[Brief]
Every entry below should come back unchanged, except that the pictures are dropped.

[Exercise input]
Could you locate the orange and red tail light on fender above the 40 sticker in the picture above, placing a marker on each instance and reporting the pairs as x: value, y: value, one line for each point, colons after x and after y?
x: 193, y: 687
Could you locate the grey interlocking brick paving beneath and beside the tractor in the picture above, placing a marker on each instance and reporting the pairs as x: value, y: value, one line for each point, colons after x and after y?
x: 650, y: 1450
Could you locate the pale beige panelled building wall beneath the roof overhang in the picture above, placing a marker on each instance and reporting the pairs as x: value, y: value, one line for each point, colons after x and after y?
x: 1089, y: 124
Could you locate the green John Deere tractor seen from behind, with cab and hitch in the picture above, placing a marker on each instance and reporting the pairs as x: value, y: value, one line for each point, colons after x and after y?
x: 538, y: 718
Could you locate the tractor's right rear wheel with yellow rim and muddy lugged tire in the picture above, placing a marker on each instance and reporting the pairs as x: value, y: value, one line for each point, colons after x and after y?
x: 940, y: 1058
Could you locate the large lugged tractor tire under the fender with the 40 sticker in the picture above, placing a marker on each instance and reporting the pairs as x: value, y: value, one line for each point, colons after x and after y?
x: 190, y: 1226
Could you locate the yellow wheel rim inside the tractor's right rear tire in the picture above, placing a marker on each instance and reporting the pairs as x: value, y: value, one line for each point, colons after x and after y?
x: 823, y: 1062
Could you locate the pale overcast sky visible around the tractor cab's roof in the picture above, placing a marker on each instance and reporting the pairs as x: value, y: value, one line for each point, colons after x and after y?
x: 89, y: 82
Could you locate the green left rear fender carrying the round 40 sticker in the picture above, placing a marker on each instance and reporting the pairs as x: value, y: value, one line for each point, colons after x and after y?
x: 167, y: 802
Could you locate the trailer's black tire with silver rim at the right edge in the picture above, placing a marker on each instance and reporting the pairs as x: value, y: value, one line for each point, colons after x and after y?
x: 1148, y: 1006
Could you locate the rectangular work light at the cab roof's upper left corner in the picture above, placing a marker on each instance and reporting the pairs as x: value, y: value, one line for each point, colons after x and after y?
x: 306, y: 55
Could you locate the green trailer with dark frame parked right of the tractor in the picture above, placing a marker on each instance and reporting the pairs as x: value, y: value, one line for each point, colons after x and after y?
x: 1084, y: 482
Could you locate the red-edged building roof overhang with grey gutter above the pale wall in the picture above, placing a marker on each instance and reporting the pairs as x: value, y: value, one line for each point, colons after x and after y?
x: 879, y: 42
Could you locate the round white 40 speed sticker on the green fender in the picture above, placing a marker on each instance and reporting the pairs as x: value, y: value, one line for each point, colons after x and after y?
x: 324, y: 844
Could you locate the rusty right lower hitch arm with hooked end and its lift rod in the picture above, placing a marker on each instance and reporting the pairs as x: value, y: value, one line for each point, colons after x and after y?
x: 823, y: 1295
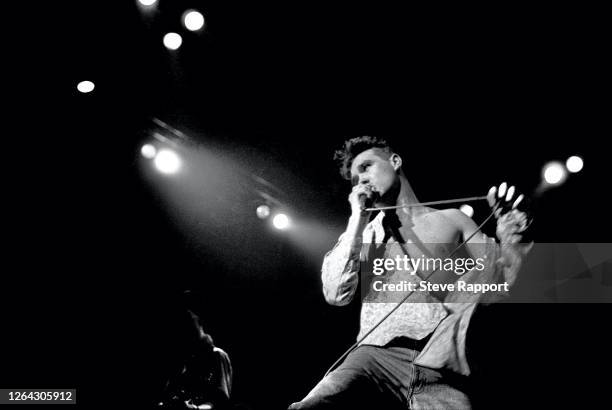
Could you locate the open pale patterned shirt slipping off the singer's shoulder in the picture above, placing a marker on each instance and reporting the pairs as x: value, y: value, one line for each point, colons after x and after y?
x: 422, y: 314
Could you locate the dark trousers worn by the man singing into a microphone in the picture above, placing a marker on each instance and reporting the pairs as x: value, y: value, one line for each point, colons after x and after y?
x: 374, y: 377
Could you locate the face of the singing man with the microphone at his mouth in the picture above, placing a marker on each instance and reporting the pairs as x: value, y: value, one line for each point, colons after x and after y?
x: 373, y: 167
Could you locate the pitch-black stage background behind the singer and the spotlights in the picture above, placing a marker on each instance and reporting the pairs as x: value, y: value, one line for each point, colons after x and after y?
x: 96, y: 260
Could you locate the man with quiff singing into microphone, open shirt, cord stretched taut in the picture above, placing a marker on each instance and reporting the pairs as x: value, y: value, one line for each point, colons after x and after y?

[Task solution]
Could you locate the orange and red tail light on fender above the 40 sticker in the picture above, placing a marker on each instance and reporting the pairs as x: value, y: value, one line for each point, colons after x and after y?
x: 193, y: 687
Could you locate the grey interlocking brick paving beneath and beside the tractor in the picture above, placing a marker on each instance and reporting the pairs as x: value, y: value, one line for each point, colons after x and after y?
x: 650, y: 1450
Could you locate the pale beige panelled building wall beneath the roof overhang in the picture above, placing a marker on each instance and reporting the pairs as x: value, y: value, one line for each point, colons after x and after y?
x: 1089, y: 124
Could you locate the green John Deere tractor seen from behind, with cab and hitch in the picture above, placing a marker on each instance and reporting the pairs as x: value, y: value, one line for each point, colons after x and after y?
x: 538, y: 718
Could you locate the tractor's right rear wheel with yellow rim and muddy lugged tire in the picture above, placing a marker on each instance and reporting the pairs as x: value, y: value, one line for each point, colons after x and after y?
x: 940, y: 1058
Could you locate the large lugged tractor tire under the fender with the 40 sticker in the picture above, placing a marker on each instance and reporting the pairs as x: value, y: value, one line for each point, colons after x and after y?
x: 190, y: 1226
Could you locate the yellow wheel rim inside the tractor's right rear tire in the picture above, placing a marker on each instance and reporting the pairs as x: value, y: value, one line for each point, colons after x and after y?
x: 823, y: 1062
Could you locate the pale overcast sky visible around the tractor cab's roof in the picture above, placing a marker on each instance and reporting the pairs as x: value, y: value, one line for each point, colons after x and after y?
x: 89, y: 82
Could you locate the green left rear fender carrying the round 40 sticker in the picture above, placing a marker on each instance and reporting the pairs as x: value, y: value, one line for each point, colons after x and after y?
x: 167, y: 802
Could you locate the trailer's black tire with silver rim at the right edge in the picture above, placing a marker on each instance and reporting the pairs as x: value, y: value, one line for each point, colons after x and after y?
x: 1148, y: 1006
Could you locate the rectangular work light at the cab roof's upper left corner in the picture above, placing a marker on each instance and reporting the pairs as x: value, y: value, one line for each point, colons after x and after y?
x: 306, y: 55
Could you locate the green trailer with dark frame parked right of the tractor in the picture above, placing a marker on each instance and reporting the pairs as x: value, y: value, one line for each point, colons after x and after y?
x: 1084, y: 482
Could you locate the red-edged building roof overhang with grey gutter above the pale wall in the picture above, placing a marker on each instance and reporting the pairs as x: value, y: value, one line for each point, colons after x and after y?
x: 879, y: 42
Could you locate the round white 40 speed sticker on the green fender in the picture above, placing a marker on each instance and reporting the pairs as x: value, y: value, one line for each point, colons after x and after y?
x: 324, y: 844
Could you locate the rusty right lower hitch arm with hooked end and its lift rod in the picture above, placing a marker on each instance and reporting the pairs as x: value, y: value, one line for each point, colons after x and after y?
x: 823, y: 1295
Could you locate the open pale patterned shirt slipping off the singer's shoulder in the picture above, placing a marker on each instance and reporting the pairs as x: value, y: value, one line for each point, colons after x and after y?
x: 422, y: 314
Could you locate the dark trousers worn by the man singing into a microphone in the picture above, placing a marker on each instance and reporting the pairs as x: value, y: value, one line for each point, colons after x and after y?
x: 374, y: 377
Could you locate the face of the singing man with the microphone at his mouth in the picture above, placing a marker on each instance and reporting the pairs as x: value, y: value, one line for each point, colons after x and after y?
x: 373, y: 167
Could you locate the pitch-black stage background behind the singer and the spotlights in the picture above, placing a marker on each instance and reporting the pairs as x: value, y: value, one line for each point, colons after x and after y?
x: 96, y: 260
Could you locate the man with quiff singing into microphone, open shirt, cord stretched taut in the picture above, placing a marker on each instance and reporting the pairs as x: value, y: value, one line for each point, colons after x and after y?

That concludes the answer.